--- Begin ---

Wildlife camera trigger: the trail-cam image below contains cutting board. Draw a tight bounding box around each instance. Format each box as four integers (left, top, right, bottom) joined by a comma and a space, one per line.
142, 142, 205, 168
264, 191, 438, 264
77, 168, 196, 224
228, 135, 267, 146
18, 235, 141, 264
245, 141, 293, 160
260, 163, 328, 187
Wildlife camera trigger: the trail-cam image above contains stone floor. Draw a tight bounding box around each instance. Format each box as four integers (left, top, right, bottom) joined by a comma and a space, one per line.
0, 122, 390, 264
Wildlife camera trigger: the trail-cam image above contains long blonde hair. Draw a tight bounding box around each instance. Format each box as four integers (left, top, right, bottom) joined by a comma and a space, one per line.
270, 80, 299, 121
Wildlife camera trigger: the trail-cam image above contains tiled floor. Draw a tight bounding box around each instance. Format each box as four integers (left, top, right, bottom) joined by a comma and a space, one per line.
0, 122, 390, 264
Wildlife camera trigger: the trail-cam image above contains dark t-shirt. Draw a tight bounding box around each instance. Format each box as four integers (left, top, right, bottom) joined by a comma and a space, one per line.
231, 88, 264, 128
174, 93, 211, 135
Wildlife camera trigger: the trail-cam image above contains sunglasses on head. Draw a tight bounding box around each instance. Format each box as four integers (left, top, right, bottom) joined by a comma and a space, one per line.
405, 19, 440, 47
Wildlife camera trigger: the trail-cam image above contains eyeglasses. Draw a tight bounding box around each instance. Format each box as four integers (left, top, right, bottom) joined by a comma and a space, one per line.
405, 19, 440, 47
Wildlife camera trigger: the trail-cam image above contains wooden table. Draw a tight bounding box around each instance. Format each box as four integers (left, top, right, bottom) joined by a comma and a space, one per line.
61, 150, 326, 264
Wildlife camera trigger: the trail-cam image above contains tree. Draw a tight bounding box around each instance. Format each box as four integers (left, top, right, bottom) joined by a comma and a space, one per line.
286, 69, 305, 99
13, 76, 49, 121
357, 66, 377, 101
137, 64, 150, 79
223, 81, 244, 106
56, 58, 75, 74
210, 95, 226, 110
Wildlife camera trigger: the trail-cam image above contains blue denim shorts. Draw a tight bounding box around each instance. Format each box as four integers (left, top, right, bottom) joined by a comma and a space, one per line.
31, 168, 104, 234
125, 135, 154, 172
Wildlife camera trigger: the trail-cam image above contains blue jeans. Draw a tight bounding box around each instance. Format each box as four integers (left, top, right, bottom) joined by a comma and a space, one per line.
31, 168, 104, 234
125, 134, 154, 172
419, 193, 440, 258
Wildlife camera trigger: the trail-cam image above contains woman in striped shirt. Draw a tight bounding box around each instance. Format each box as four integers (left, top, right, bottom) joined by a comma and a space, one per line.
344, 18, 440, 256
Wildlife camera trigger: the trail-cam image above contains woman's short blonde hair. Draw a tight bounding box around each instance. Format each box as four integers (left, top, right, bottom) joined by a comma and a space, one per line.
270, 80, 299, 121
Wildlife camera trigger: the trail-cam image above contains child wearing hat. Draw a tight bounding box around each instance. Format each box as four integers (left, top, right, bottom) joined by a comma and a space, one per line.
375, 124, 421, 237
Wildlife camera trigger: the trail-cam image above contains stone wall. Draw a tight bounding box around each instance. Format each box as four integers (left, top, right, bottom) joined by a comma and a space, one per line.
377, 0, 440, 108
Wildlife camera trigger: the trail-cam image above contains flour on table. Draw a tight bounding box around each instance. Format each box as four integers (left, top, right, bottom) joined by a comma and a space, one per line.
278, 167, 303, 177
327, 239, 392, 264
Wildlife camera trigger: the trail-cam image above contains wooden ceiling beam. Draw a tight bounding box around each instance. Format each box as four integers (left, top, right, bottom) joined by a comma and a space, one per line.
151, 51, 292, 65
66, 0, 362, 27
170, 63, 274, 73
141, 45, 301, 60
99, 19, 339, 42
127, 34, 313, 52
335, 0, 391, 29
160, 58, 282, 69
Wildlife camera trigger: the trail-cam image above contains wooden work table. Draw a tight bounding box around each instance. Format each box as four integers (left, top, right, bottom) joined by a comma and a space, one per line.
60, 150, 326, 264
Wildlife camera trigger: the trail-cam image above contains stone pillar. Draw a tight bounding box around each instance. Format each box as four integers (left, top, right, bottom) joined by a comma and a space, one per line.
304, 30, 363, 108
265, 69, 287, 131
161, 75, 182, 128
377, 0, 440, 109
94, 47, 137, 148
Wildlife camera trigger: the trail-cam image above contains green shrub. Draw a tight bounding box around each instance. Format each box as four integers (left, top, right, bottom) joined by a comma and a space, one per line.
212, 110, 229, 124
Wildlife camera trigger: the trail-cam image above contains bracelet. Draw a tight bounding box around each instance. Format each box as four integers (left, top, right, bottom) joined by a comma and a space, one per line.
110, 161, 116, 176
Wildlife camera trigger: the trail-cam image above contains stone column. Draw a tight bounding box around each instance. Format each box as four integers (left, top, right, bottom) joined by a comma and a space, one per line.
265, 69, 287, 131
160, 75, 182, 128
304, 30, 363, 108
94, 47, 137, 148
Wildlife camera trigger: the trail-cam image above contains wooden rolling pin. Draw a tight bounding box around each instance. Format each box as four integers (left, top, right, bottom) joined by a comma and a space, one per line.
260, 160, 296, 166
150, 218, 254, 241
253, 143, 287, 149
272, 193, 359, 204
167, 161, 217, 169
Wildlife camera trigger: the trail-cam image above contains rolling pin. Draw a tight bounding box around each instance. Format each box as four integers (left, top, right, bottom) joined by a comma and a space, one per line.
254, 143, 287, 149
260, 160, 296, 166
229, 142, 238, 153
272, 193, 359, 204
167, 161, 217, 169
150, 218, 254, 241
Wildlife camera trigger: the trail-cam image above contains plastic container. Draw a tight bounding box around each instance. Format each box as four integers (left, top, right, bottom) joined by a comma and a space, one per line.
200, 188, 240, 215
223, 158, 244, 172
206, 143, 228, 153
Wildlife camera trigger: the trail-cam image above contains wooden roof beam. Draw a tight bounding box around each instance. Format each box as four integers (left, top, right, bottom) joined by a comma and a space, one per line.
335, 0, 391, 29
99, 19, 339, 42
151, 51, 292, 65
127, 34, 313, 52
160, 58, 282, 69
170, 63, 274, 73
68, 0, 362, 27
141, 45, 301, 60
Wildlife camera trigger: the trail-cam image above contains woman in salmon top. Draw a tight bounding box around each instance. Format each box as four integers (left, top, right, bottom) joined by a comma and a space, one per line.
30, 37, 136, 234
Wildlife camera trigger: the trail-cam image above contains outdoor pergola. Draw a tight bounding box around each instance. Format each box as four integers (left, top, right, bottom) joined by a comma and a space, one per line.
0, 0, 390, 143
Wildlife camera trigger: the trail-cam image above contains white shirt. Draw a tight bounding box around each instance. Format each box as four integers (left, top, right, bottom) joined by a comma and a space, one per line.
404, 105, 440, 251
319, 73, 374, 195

--- End ---

◆ **Short exercise**
Please find every line in the items above that contains the word "ceiling" and copy each one out in full. Case counts.

◆ **Result for this task**
Wildlife camera trigger: the trail-cam image above contains wooden ceiling beam. Draw a tight bounding box around each instance. Format each box as four integers (left, top, right, bottom) joined by a comma and a space, one per line.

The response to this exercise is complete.